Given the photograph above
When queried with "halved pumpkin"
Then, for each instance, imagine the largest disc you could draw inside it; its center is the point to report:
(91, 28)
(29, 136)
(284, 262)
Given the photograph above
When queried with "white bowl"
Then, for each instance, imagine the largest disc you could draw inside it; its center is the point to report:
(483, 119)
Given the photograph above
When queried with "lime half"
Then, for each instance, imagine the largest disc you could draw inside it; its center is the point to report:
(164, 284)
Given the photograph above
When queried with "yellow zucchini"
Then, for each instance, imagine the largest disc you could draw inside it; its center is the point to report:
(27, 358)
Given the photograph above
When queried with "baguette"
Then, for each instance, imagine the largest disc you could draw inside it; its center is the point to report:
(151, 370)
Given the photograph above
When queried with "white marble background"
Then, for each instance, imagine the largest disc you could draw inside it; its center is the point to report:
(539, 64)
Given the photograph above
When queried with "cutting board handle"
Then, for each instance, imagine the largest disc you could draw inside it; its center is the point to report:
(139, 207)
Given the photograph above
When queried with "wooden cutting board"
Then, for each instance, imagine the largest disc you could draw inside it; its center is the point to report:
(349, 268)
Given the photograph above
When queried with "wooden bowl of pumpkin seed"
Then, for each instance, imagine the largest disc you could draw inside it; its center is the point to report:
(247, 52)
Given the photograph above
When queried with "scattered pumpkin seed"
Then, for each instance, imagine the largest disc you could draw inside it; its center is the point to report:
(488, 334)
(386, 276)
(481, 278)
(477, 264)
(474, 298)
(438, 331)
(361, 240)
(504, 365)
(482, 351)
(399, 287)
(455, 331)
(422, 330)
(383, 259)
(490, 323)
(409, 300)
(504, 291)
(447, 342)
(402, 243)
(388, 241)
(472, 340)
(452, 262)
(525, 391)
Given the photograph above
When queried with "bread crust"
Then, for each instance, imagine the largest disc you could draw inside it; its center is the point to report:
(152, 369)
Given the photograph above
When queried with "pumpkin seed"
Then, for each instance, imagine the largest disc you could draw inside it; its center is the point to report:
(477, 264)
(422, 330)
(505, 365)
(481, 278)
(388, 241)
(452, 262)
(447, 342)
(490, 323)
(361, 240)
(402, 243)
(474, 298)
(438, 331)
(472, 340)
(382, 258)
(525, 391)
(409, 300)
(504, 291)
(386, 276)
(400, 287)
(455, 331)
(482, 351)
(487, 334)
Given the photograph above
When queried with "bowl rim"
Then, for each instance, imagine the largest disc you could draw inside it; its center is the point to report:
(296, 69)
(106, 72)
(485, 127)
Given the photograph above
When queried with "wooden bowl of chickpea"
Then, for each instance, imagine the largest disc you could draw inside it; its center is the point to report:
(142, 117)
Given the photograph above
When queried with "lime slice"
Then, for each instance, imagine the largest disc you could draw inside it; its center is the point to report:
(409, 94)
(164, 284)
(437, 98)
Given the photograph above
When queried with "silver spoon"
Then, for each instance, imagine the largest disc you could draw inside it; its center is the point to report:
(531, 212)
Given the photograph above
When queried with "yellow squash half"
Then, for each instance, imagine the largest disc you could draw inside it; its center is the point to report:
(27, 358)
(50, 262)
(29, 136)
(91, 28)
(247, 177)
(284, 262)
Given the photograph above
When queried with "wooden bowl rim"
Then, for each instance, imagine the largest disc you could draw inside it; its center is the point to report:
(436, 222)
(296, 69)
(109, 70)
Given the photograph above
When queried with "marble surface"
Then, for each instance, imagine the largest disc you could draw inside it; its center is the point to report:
======
Without changing a single character, repeat each record.

■ EXPECTED ANSWER
Given the photograph above
When queried with "halved pumpkin"
Then, for each instance, imagine the largest disc you could draw inside it; its center is the point to report:
(91, 28)
(29, 136)
(284, 262)
Given the photograph above
When queried with "white bowl"
Then, for each instance, imagine the largest disc you could draw inside it; its center is the point to report:
(483, 119)
Given the photograph above
When queried with "lime half"
Then, for each instance, imagine the largest disc you could draw inside it; its center is the point to report:
(164, 284)
Given the photograph above
When queried with "yellow zucchini"
Then, for each instance, imagine the largest disc you could draw inside it; its center is the point to report:
(27, 358)
Given the photograph above
When queried with "baguette"
Then, for each instance, imagine the largest disc you could draw inside it; its center is the point to report:
(151, 370)
Given the photograph above
When queried with "white marble background"
Then, for each instance, imagine the largest disc you could draw inside it; its center is the point to report:
(539, 64)
Given the photograph above
When queried with "cutting board handle"
Then, for each instance, imagine the largest disc you could draw inside it; its center is the point to report:
(139, 207)
Given the photograph above
When queried with "wooden cutting board"
Then, for each instance, imagine the largest disc you could draw inside it; its center is the point to report:
(349, 268)
Given the photograph above
When queried with "wooden bowl of pumpkin seed"
Then, for each instance, imagine the largest disc you could draw inside it; its center is the point to report:
(247, 52)
Given the photograph above
When queried with "scattered pumpkin seed"
Then, for each instance, imagine the largest disc you could draw inside it; its center is the point to report:
(488, 334)
(386, 276)
(481, 278)
(477, 264)
(474, 298)
(438, 331)
(361, 240)
(504, 365)
(482, 351)
(399, 287)
(455, 331)
(422, 330)
(383, 259)
(490, 323)
(409, 300)
(504, 291)
(447, 342)
(402, 243)
(388, 241)
(472, 340)
(452, 262)
(525, 391)
Given the photograph above
When queried with "bread crust"
Then, for each instance, imagine the largest disc you could draw inside it; its center is the point to report:
(152, 369)
Given the photograph above
When queried with "pumpkin seed"
Then, for each instance, imagine the largest disc you could draw inside it; its center is the point to report:
(477, 264)
(422, 330)
(505, 365)
(481, 278)
(388, 241)
(452, 262)
(447, 342)
(490, 323)
(361, 240)
(402, 243)
(474, 298)
(438, 331)
(472, 340)
(382, 258)
(525, 391)
(409, 300)
(504, 291)
(386, 276)
(400, 287)
(455, 331)
(482, 351)
(487, 334)
Given the photograph above
When queried with "bowl rim"
Then, for each instance, imagine the largest disc you could draw inside it; its center is the point to report:
(296, 69)
(106, 72)
(485, 127)
Given the photograph above
When queried with "wooden bowl of chickpea"
Then, for each instance, imagine the largest disc you could draw inside it; its center is the point to report:
(142, 117)
Given the photograph above
When queried with "lime slice"
Then, for each instance, imagine the largest disc you could draw inside it; its center is the point to report:
(409, 94)
(164, 284)
(437, 98)
Given the photograph above
When queried with "silver spoon"
Then, for each instance, imagine the largest disc you could draw inside it; its center is the point to report:
(531, 212)
Given the photograph above
When queried with "yellow squash half"
Then, for each instance, imagine the largest disc you could draw inside it; its center is the point to report:
(27, 358)
(50, 262)
(29, 136)
(91, 28)
(247, 177)
(284, 262)
Given the photograph above
When queried with "wooden bowl rim"
Then, for each instance, imagine the largest disc you could draw inside it; its center is the point to report:
(436, 222)
(296, 69)
(109, 70)
Given the photograph above
When queried with "marble surface"
Then, for each instance, imagine the largest disc you could draw inside it; its center is the point to report:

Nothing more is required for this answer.